>> Start

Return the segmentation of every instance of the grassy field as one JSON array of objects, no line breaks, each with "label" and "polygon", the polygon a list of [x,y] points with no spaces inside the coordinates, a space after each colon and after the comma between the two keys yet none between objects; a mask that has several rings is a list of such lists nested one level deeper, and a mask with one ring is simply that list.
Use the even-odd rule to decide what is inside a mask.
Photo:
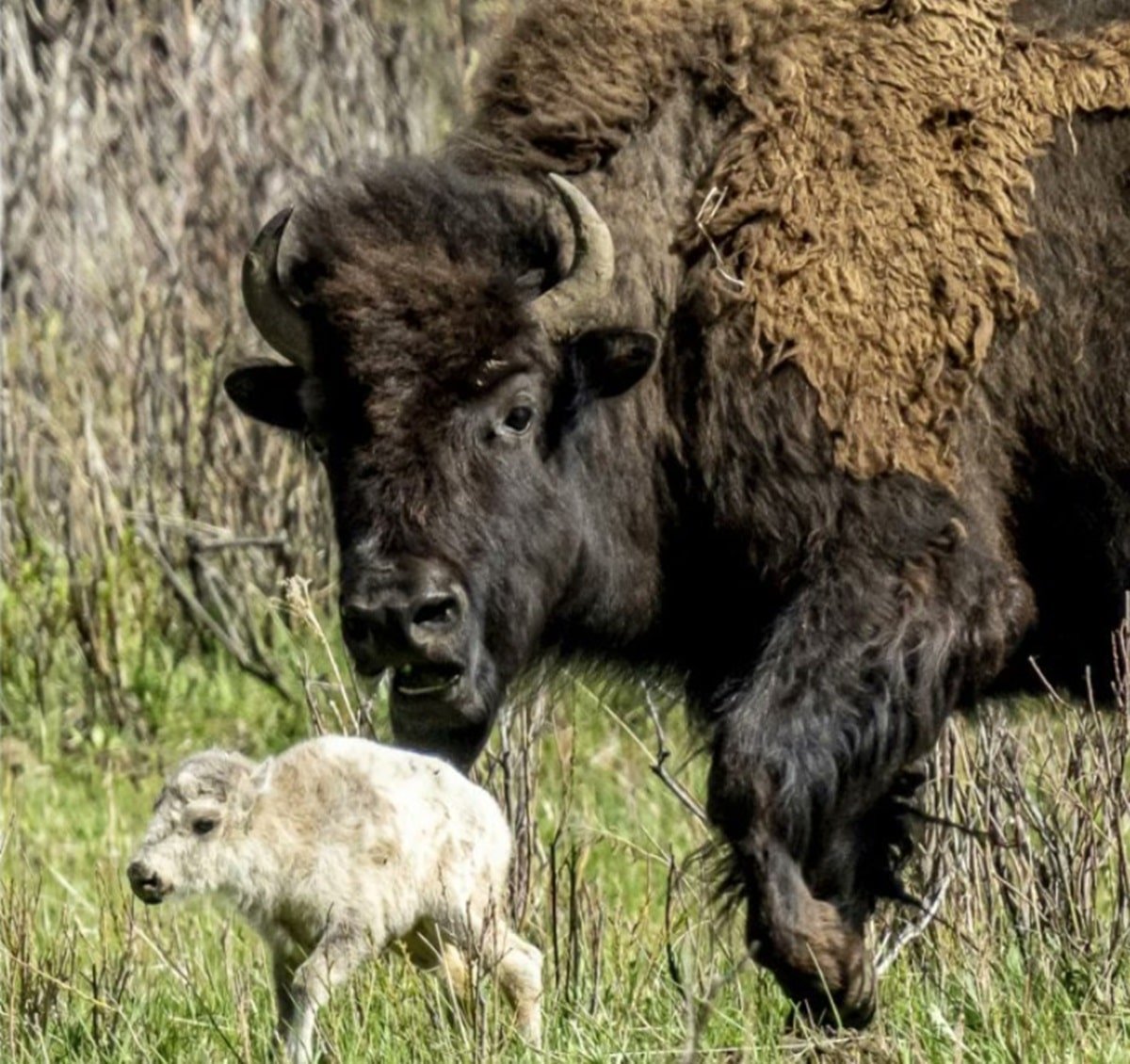
[{"label": "grassy field", "polygon": [[[31,620],[11,592],[9,636]],[[264,755],[314,721],[353,730],[370,714],[380,731],[380,699],[358,701],[307,605],[298,588],[275,607],[301,614],[284,681],[307,692],[305,705],[224,655],[139,647],[121,664],[144,734],[68,732],[69,699],[81,700],[77,652],[67,668],[62,647],[46,677],[5,656],[0,1058],[269,1055],[255,936],[215,905],[146,909],[123,869],[163,773],[189,751]],[[790,1029],[772,980],[740,962],[740,919],[719,910],[697,855],[707,835],[653,771],[662,738],[667,767],[696,795],[703,759],[680,710],[659,719],[662,736],[642,690],[567,679],[514,712],[483,765],[528,854],[515,905],[546,952],[546,1059],[1130,1059],[1124,712],[989,707],[979,727],[949,736],[932,804],[994,838],[930,835],[921,886],[937,896],[945,884],[944,897],[890,963],[878,1021],[862,1035]],[[880,921],[904,935],[921,923],[906,910]],[[457,1026],[435,984],[394,957],[337,995],[322,1031],[339,1061],[533,1058],[489,985]]]},{"label": "grassy field", "polygon": [[[266,951],[208,905],[145,909],[124,864],[163,774],[382,733],[332,627],[332,529],[301,446],[224,370],[251,235],[312,177],[434,147],[511,0],[0,5],[0,1061],[258,1061]],[[1125,638],[1120,645],[1125,647]],[[652,692],[653,695],[655,692]],[[705,765],[678,706],[663,762]],[[912,887],[880,914],[862,1035],[789,1027],[712,895],[709,836],[653,770],[643,690],[566,677],[481,766],[546,953],[546,1061],[1130,1061],[1130,696],[986,706],[942,743]],[[525,816],[527,811],[529,817]],[[322,1017],[341,1062],[532,1059],[394,958]]]}]

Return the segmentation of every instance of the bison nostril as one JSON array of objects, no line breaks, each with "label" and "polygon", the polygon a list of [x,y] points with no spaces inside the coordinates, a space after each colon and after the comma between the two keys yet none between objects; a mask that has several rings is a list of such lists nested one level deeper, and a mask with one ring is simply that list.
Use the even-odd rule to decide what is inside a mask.
[{"label": "bison nostril", "polygon": [[459,600],[454,595],[434,595],[416,605],[412,623],[421,628],[450,628],[459,620]]}]

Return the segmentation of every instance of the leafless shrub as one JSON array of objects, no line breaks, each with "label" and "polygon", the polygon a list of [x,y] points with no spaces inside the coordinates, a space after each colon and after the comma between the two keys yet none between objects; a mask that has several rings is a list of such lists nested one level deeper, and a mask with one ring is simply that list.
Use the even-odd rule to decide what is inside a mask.
[{"label": "leafless shrub", "polygon": [[990,705],[947,729],[915,872],[927,901],[890,919],[880,962],[937,916],[931,934],[979,950],[986,934],[1011,942],[1029,973],[1079,1004],[1124,1002],[1130,622],[1115,634],[1114,660],[1109,706],[1050,691],[1038,706]]}]

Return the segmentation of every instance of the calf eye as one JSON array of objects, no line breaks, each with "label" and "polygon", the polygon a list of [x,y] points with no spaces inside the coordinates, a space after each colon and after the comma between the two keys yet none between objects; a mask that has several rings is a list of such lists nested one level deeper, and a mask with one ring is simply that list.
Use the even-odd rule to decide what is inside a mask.
[{"label": "calf eye", "polygon": [[532,407],[514,407],[510,413],[506,415],[506,420],[504,420],[503,428],[506,431],[512,433],[515,436],[521,436],[533,421],[533,408]]}]

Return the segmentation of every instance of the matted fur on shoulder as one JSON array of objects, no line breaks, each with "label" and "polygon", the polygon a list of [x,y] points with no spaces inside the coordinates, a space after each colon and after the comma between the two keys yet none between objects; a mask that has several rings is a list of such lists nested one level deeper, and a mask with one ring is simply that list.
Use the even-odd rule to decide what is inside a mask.
[{"label": "matted fur on shoulder", "polygon": [[727,99],[737,121],[686,204],[689,285],[718,313],[748,306],[756,367],[801,366],[842,468],[955,486],[955,427],[992,337],[1035,306],[1014,252],[1029,165],[1055,119],[1130,105],[1130,27],[1053,40],[1014,26],[1010,10],[534,3],[455,150],[580,173],[619,151],[680,79]]}]

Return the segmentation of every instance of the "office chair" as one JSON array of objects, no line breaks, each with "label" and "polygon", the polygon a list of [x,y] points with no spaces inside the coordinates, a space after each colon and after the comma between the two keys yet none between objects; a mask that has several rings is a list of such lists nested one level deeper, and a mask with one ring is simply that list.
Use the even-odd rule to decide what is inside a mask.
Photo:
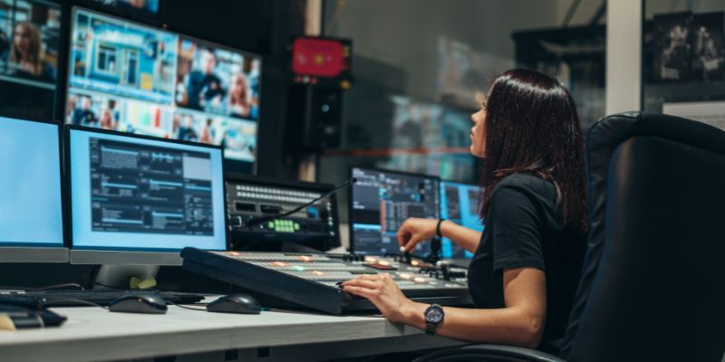
[{"label": "office chair", "polygon": [[590,233],[562,357],[470,345],[416,362],[713,361],[725,352],[725,131],[603,119],[586,141]]}]

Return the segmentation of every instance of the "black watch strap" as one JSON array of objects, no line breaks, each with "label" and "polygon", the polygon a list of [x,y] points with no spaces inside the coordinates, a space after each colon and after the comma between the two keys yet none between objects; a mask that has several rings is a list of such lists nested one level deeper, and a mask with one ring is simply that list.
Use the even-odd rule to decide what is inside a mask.
[{"label": "black watch strap", "polygon": [[443,237],[443,234],[440,233],[440,224],[443,224],[444,221],[446,221],[446,219],[438,219],[438,224],[436,225],[436,235],[440,238]]}]

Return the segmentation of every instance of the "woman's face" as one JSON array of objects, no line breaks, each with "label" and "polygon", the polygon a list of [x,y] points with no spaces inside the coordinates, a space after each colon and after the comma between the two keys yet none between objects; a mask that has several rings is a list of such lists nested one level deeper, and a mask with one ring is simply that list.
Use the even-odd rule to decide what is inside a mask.
[{"label": "woman's face", "polygon": [[470,115],[473,127],[470,128],[470,154],[477,157],[483,157],[486,153],[486,102],[481,104],[481,110]]},{"label": "woman's face", "polygon": [[13,39],[17,50],[23,53],[28,52],[30,50],[30,32],[23,26],[15,27],[15,36]]}]

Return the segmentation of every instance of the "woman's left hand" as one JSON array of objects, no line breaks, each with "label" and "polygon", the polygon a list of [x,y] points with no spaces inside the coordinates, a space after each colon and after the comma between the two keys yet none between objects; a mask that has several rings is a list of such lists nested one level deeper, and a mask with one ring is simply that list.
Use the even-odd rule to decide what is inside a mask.
[{"label": "woman's left hand", "polygon": [[344,281],[343,286],[352,294],[367,298],[393,322],[406,322],[415,304],[402,294],[388,273],[362,274]]}]

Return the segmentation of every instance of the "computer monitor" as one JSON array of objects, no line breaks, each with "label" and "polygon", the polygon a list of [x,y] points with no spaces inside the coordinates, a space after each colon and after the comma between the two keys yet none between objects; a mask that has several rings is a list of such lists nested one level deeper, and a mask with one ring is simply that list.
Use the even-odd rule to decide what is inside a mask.
[{"label": "computer monitor", "polygon": [[[480,187],[476,185],[443,181],[440,183],[440,217],[469,229],[483,232],[478,215]],[[470,259],[473,253],[459,247],[449,238],[440,243],[444,259]]]},{"label": "computer monitor", "polygon": [[[399,253],[396,233],[409,217],[440,215],[438,177],[353,167],[357,182],[350,192],[350,248],[361,254]],[[419,243],[414,254],[427,253]]]},{"label": "computer monitor", "polygon": [[71,262],[179,265],[227,249],[222,149],[71,126]]},{"label": "computer monitor", "polygon": [[59,129],[0,117],[0,262],[68,262]]},{"label": "computer monitor", "polygon": [[72,20],[66,123],[219,145],[254,170],[261,56],[78,7]]},{"label": "computer monitor", "polygon": [[55,117],[60,4],[0,0],[0,112]]}]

>> End

What is expected:
Give the entries again word for word, but skip the pictures.

Result of the task:
Return the segmentation of every instance of the grassy field as one JSON array of objects, no line breaks, each with "label" and "polygon", the polygon a list of [x,y] points with no spaces inside the coordinates, a space after each colon and after the comma between the two keys yet none between objects; a mask that has several rings is a list of such lists nested one level deeper, and a mask with one ring is simply that list.
Use the even-odd rule to decide what is inside a mask.
Photo:
[{"label": "grassy field", "polygon": [[[31,620],[11,592],[9,636]],[[264,755],[314,721],[353,730],[370,714],[380,731],[380,699],[358,701],[307,605],[298,588],[275,607],[301,614],[284,681],[307,692],[305,705],[224,655],[139,647],[121,664],[144,734],[68,732],[69,699],[81,700],[77,652],[67,668],[62,647],[46,677],[5,656],[0,1058],[269,1055],[255,936],[215,905],[146,909],[123,869],[163,773],[189,751]],[[790,1029],[772,980],[740,962],[740,919],[719,910],[697,855],[707,835],[653,771],[662,738],[667,767],[696,795],[703,759],[680,710],[659,719],[662,736],[642,690],[567,679],[514,712],[483,765],[528,854],[515,905],[546,952],[546,1059],[1130,1059],[1124,712],[989,707],[979,727],[949,736],[932,804],[994,838],[930,835],[921,886],[937,896],[945,884],[944,897],[890,963],[878,1021],[862,1035]],[[880,921],[904,935],[921,923],[906,910]],[[457,1026],[435,984],[394,957],[337,995],[322,1031],[339,1061],[533,1058],[489,985]]]},{"label": "grassy field", "polygon": [[[266,951],[208,905],[145,909],[124,864],[163,774],[382,733],[332,627],[332,529],[301,446],[224,370],[251,235],[312,177],[434,147],[511,0],[0,5],[0,1061],[258,1061]],[[1125,638],[1120,645],[1125,647]],[[652,692],[653,695],[655,692]],[[705,765],[678,706],[663,762]],[[912,887],[880,914],[862,1035],[789,1027],[712,895],[709,836],[653,770],[643,690],[566,677],[481,766],[546,953],[546,1061],[1130,1061],[1130,696],[986,706],[942,743]],[[525,816],[527,811],[529,817]],[[322,1017],[341,1062],[532,1059],[394,958]]]}]

Return the segmentation of every instance of the bison nostril as one JSON array of objects, no line breaks, each with "label" and "polygon", the polygon a list of [x,y] points with no spaces inside the coordinates, a space after each colon and after the comma between the two keys yet none between objects; a mask that has several rings is a list of such lists nested one level deeper, and a mask with one ring is simply that list.
Use the even-odd rule to decide what is inside a mask.
[{"label": "bison nostril", "polygon": [[459,600],[454,595],[434,595],[416,605],[412,623],[421,628],[450,628],[459,620]]}]

Return the segmentation of every instance of the leafless shrub as one JSON array of objects, no line breaks, each with "label" and "polygon", the polygon a list of [x,y] points with no spaces inside the coordinates, a space after each colon and after the comma between the two keys yet none between objects; a mask that has several rings is a list of such lists nested one level deeper, and a mask with one ring is simply that list.
Use the even-odd rule to decide what is inside a mask.
[{"label": "leafless shrub", "polygon": [[990,705],[947,729],[915,872],[927,901],[890,919],[880,962],[937,916],[931,934],[979,950],[986,934],[1011,942],[1029,973],[1079,1004],[1124,1002],[1130,622],[1115,634],[1114,660],[1109,706],[1050,691],[1038,706]]}]

Return the segmentation of every instance of the calf eye as one JSON array of objects, no line breaks, each with "label" and "polygon", the polygon a list of [x,y] points with no spaces inside the coordinates, a space after each colon and after the comma between the two keys yet none between objects; a mask that has several rings is a list of such lists nested one level deeper, and a mask with one ring is simply that list.
Use the even-odd rule to decide what is inside a mask.
[{"label": "calf eye", "polygon": [[532,407],[514,407],[510,413],[506,415],[506,420],[504,420],[503,428],[506,431],[512,433],[515,436],[521,436],[533,421],[533,408]]}]

Return the segmentation of every instance of the matted fur on shoulder as one JSON array of objects, no line breaks, each with "label" and "polygon", the polygon a list of [x,y] points with no spaces inside the coordinates, a space after each colon and after the comma between the two keys yet none between objects; a mask that has several rings is a list of such lists nested one level deeper, and a mask with one ring is simply that list.
Use the even-odd rule to decide what is inside a mask.
[{"label": "matted fur on shoulder", "polygon": [[727,99],[737,121],[686,204],[689,285],[718,313],[748,306],[756,367],[801,366],[842,468],[955,486],[955,427],[992,337],[1035,306],[1014,252],[1029,165],[1055,119],[1130,105],[1130,27],[1053,40],[1014,26],[1010,10],[534,3],[455,150],[580,173],[619,151],[680,79]]}]

Return the segmentation of every instance of the "office chair" as one JSON array of objects, no line breaks, each with "label" and "polygon", the polygon a list of [x,y] points with no spaces inside the coordinates, a space after each colon and after the comma between the two keys yet none between objects; a mask that has several rings is a list of such lists nested one level deeper, and a mask with one ring is simply that list.
Use the even-odd rule to decide what is inside a mask.
Photo:
[{"label": "office chair", "polygon": [[590,233],[562,357],[470,345],[416,362],[713,361],[725,352],[725,131],[603,119],[586,141]]}]

Return the segmentation of every instance of the "black watch strap" as one JSON array of objects, no line breaks, each with "label" and "polygon", the polygon a list of [x,y] points with no spaces inside the coordinates, a space after each colon and after the comma between the two keys yet none between objects; a mask that has several rings is a list of such lists nested one level deeper, and a mask with one ring is simply that list.
Use the even-odd rule to decide what is inside a mask.
[{"label": "black watch strap", "polygon": [[443,237],[443,234],[440,233],[440,224],[443,224],[444,221],[446,221],[446,219],[438,219],[438,224],[436,225],[436,235],[440,238]]}]

Return the segmentation of every instance of the "woman's face" as one JSON array of objects, no line breaks, each with "label" and "polygon", the polygon a list of [x,y] points with no spaces inside the coordinates, a space after each colon and after the comma between the two keys yet none between objects; a mask that has several rings is a list of such lists nested one level deeper, and a mask with one ring is simply that list.
Use the even-odd rule to decide what is inside a mask.
[{"label": "woman's face", "polygon": [[470,115],[473,127],[470,128],[470,154],[477,157],[483,157],[486,153],[486,102],[481,104],[481,110]]},{"label": "woman's face", "polygon": [[13,39],[17,50],[23,53],[28,52],[30,50],[30,32],[23,26],[15,27],[15,36]]}]

Return the segmentation of every instance of the "woman's left hand" as one JSON array of objects, no line breaks, each with "label" and "polygon", the polygon a list of [x,y] points with no spaces inside the coordinates, a space after each colon and after the comma between the two keys yet none between objects; a mask that has several rings is a list of such lists nested one level deeper, and a mask with one ring is simply that list.
Use the even-odd rule to decide what is inside a mask.
[{"label": "woman's left hand", "polygon": [[344,281],[343,286],[352,294],[367,298],[393,322],[406,322],[415,304],[402,294],[388,273],[362,274]]}]

Return the segmentation of every instance of the "computer monitor" as one JSON array of objects, no line breaks, each with "label" and "polygon", the polygon a list of [x,y] points with no spaces inside the coordinates, a space after each colon and after the comma between the two keys yet none between objects; a mask that has several rings is a list of such lists nested one level deeper, and a mask with one ring is simply that list.
Use the even-odd rule to decide what is inside a mask.
[{"label": "computer monitor", "polygon": [[[480,187],[476,185],[443,181],[440,183],[440,217],[469,229],[483,232],[478,215]],[[470,259],[473,253],[459,247],[449,238],[440,243],[444,259]]]},{"label": "computer monitor", "polygon": [[[399,253],[396,233],[409,217],[440,215],[438,177],[353,167],[357,182],[350,192],[350,248],[361,254]],[[419,243],[414,254],[427,253]]]},{"label": "computer monitor", "polygon": [[71,262],[179,265],[227,249],[222,149],[71,126]]},{"label": "computer monitor", "polygon": [[59,129],[0,117],[0,262],[68,262]]},{"label": "computer monitor", "polygon": [[72,20],[66,123],[219,145],[254,170],[261,56],[78,7]]},{"label": "computer monitor", "polygon": [[55,117],[60,4],[0,0],[0,112]]}]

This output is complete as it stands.